▶ _WORK TO COMPLETE_: Skip the pictures. Repeat everything else in the records word for word.

▶ _RECORDS FOR THE TASK_:
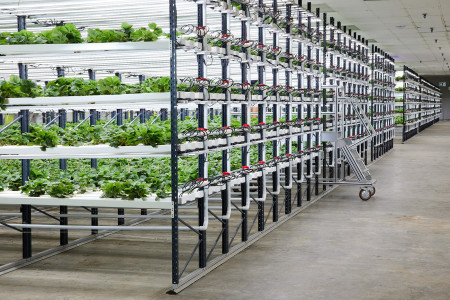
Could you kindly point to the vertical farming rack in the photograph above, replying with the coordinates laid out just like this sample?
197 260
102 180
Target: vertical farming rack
249 101
417 103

▶ _OUTPUT_:
Could you kindly point to the vertical farming rack in the photograph above, replying with the coordinates laid out just like this sample?
197 260
102 180
Target: vertical farming rack
249 101
417 103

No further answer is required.